14. İbrahim Suresi / 14.ayet

“Ve onların ardından o memleketlere sizi yerleştireceğiz. İşte bu vaat, benim makamımdan korkan ve tehdidimden korkanlar içindir.”

Bknz: (10/14)(24/55)

Mustafa Çavdar Meali

İbrahim 14 ayeti için diğer mealler.

Abdülbaki Gölpınarlı Meali:

Sonra da onlardan sonra sizi, yerlerine yerleştireceğiz. İşte bu, benim huzuruma gelmekten korkanlara ve azabımdan korkanlara ait bir şey.

(İbrahim 14)

Abdullah-Ahmet Akgün Meali:

“Ve onlardan sonra sizi o Arz’a mutlaka yerleştireceğiz (size imkân ve iktidar vereceğiz) . İşte bu, makamıma saygı duyana ve tehdidimden korkana ait (bir ayrıcalık ve müjdedir) .”

(İbrahim 14)

Abdullah Parlıyan Meali:

Ve onlar yok olup gittikten sonra, yeryüzüne elbette sizi yerleştireceğiz. Bu mükafatım, huzurumda durmakta saygı ve sakınma gösteren ve tehdidime uğramaktan korkanlar içindir.

(İbrahim 14)

Adem Uğur Meali:

Ve (ey inananlar!) Onlardan sonra sizi mutlaka o yerde yerleştireceğiz. İşte bu, makamımdan korkan ve tehdidimden sakınan kimselere mahsustur.

(İbrahim 14)

[İşaretleme kayıtları]
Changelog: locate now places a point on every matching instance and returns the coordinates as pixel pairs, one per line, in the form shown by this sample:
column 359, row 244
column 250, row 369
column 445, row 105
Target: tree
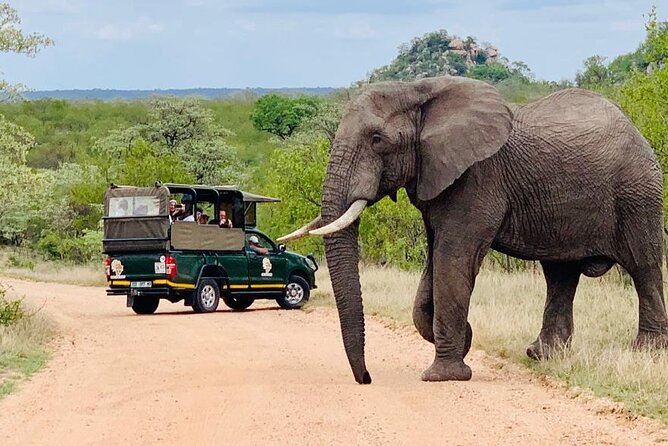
column 491, row 72
column 595, row 74
column 183, row 134
column 13, row 40
column 280, row 115
column 644, row 97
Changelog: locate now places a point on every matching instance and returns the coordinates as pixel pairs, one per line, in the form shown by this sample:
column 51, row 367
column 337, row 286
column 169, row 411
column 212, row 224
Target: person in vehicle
column 202, row 218
column 255, row 246
column 223, row 221
column 187, row 213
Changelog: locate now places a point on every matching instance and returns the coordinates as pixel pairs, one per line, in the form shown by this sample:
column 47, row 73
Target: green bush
column 11, row 311
column 20, row 261
column 84, row 249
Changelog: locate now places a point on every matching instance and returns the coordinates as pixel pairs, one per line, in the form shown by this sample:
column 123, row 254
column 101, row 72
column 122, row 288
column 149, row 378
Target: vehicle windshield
column 141, row 206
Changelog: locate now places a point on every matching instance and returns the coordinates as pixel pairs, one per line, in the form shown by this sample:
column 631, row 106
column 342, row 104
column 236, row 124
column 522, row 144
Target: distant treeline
column 206, row 93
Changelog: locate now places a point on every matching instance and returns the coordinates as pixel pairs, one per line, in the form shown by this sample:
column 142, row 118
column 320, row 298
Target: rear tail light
column 107, row 267
column 170, row 266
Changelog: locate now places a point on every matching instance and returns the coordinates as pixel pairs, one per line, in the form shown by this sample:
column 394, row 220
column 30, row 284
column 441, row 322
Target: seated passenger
column 187, row 213
column 255, row 246
column 223, row 221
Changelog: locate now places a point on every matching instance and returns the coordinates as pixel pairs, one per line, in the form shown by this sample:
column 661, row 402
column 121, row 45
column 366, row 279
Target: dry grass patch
column 506, row 315
column 20, row 264
column 23, row 348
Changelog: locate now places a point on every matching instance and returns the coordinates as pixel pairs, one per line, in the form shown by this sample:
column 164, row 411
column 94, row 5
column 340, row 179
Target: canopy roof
column 248, row 197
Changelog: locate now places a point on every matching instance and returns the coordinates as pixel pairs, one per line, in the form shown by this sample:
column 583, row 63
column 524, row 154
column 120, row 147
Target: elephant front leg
column 452, row 333
column 562, row 281
column 423, row 309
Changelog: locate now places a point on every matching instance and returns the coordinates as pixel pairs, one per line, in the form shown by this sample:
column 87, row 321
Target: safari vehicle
column 152, row 256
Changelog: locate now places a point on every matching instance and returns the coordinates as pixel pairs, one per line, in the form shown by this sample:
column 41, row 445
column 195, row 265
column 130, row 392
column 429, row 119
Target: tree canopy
column 281, row 115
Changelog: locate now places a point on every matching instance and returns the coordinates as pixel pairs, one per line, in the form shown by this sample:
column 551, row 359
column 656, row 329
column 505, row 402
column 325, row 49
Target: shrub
column 11, row 311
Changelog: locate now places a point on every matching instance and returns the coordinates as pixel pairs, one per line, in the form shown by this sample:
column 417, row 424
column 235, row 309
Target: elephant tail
column 596, row 266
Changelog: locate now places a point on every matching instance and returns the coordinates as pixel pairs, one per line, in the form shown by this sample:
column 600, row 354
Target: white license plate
column 140, row 284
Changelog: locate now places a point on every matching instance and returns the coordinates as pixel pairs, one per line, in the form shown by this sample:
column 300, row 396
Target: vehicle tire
column 207, row 296
column 296, row 293
column 237, row 303
column 145, row 305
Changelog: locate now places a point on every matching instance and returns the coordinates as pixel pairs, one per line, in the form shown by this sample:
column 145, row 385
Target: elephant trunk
column 342, row 252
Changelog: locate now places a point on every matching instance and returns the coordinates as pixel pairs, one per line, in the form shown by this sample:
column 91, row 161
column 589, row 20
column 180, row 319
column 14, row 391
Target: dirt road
column 270, row 376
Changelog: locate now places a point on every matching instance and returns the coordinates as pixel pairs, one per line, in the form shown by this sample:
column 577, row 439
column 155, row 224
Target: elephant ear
column 463, row 121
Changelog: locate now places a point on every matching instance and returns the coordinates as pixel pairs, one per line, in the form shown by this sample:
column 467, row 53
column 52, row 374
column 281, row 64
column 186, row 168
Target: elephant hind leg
column 652, row 320
column 562, row 281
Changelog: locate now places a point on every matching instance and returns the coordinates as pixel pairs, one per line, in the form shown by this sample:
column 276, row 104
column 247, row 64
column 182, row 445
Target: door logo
column 117, row 269
column 266, row 265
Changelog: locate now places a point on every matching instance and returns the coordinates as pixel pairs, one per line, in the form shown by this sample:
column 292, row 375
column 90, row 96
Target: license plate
column 140, row 284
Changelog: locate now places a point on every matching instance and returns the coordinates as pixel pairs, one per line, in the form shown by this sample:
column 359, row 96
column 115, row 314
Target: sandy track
column 270, row 376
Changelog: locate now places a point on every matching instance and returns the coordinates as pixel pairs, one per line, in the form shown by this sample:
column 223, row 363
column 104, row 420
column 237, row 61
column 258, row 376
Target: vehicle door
column 236, row 266
column 266, row 272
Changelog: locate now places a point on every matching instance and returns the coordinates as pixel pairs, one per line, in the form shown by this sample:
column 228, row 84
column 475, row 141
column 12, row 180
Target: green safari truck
column 160, row 249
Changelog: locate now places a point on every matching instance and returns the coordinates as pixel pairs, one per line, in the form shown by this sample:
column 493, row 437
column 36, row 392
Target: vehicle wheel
column 296, row 294
column 237, row 303
column 145, row 305
column 207, row 296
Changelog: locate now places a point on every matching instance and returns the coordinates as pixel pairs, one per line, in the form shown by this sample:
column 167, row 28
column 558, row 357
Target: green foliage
column 280, row 115
column 64, row 131
column 393, row 234
column 457, row 62
column 84, row 249
column 655, row 47
column 14, row 40
column 11, row 311
column 595, row 73
column 295, row 174
column 252, row 145
column 180, row 142
column 491, row 72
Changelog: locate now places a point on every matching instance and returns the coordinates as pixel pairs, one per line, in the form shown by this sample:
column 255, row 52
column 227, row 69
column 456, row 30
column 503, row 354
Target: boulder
column 456, row 44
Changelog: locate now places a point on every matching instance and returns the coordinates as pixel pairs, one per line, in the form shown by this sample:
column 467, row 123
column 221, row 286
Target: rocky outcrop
column 436, row 54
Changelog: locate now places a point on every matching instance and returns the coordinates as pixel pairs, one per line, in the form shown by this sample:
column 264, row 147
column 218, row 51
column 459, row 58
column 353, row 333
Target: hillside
column 206, row 93
column 435, row 54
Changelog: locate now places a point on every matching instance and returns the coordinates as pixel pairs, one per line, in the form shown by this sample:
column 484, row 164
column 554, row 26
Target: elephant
column 566, row 180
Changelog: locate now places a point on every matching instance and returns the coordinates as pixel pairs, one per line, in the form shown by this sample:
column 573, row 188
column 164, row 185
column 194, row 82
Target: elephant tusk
column 303, row 231
column 352, row 214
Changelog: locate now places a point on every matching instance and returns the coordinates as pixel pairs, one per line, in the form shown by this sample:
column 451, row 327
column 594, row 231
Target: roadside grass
column 23, row 349
column 22, row 264
column 506, row 314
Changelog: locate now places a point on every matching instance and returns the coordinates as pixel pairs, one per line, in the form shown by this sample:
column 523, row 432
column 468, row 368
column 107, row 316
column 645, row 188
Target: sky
column 160, row 44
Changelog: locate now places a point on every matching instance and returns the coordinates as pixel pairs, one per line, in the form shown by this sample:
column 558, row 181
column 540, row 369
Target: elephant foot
column 447, row 371
column 651, row 340
column 541, row 350
column 428, row 335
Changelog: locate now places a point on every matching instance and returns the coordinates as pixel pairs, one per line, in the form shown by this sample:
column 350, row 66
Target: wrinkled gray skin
column 566, row 180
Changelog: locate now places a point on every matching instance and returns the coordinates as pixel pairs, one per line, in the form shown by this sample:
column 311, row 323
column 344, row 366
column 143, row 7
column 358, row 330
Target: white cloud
column 128, row 31
column 355, row 28
column 48, row 6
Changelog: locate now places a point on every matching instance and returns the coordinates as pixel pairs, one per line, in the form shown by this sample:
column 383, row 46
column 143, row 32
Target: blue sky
column 299, row 43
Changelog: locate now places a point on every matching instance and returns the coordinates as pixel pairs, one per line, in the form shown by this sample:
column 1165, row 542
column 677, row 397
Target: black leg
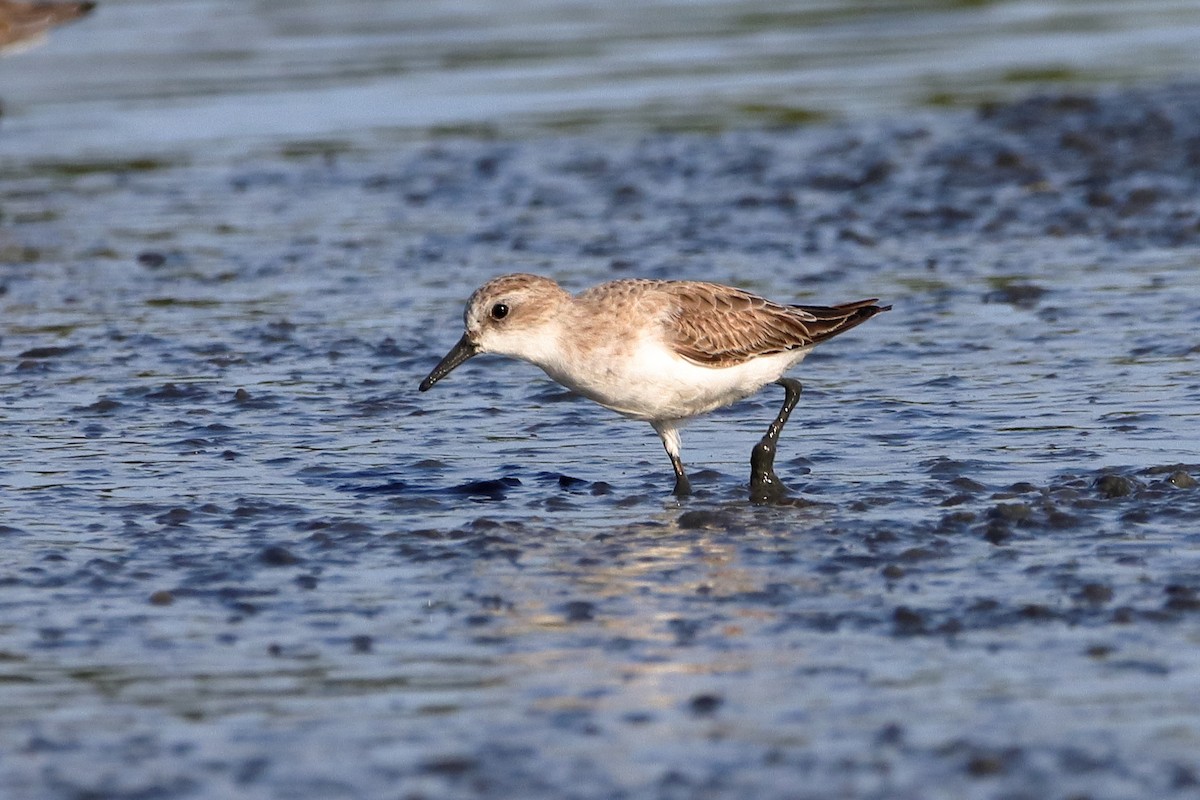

• Yapılacak Çalışmalar:
(a) Sayfa alıntısındaki Adem Uğur mealinde geçen "İşte bu, makamımdan korkan ve tehdidimden sakınan kimselere mahsustur." cümlesini İngilizceye çevirin.
(b) Aşağıdaki ifadelerin sayfa alıntısıyla uyuşup uyuşmadığını belirtin. Her biri için evet ya da hayır deyin ve kararı belirleyen sözleri alıntıdan aynen aktarın.
(i) Abdülbaki Gölpınarlı mealinde vaat, azaptan korkanlara ait bir şey olarak anılır.
(ii) Sayfanın başındaki meal Adem Uğur'a aittir.
(iii) Abdullah-Ahmet Akgün mealinde yerleştirilecek yer "memleketler" sözüyle anılır.

• Verilen Cevaplar:
(a) This is exclusively for those who fear My station and guard against My threat.

(b)
(i) Evet: "benim huzuruma gelmekten korkanlara ve azabımdan korkanlara ait bir şey"
(ii) Hayır: "Mustafa Çavdar Meali"
(iii) Hayır: "sizi o Arz’a mutlaka yerleştireceğiz"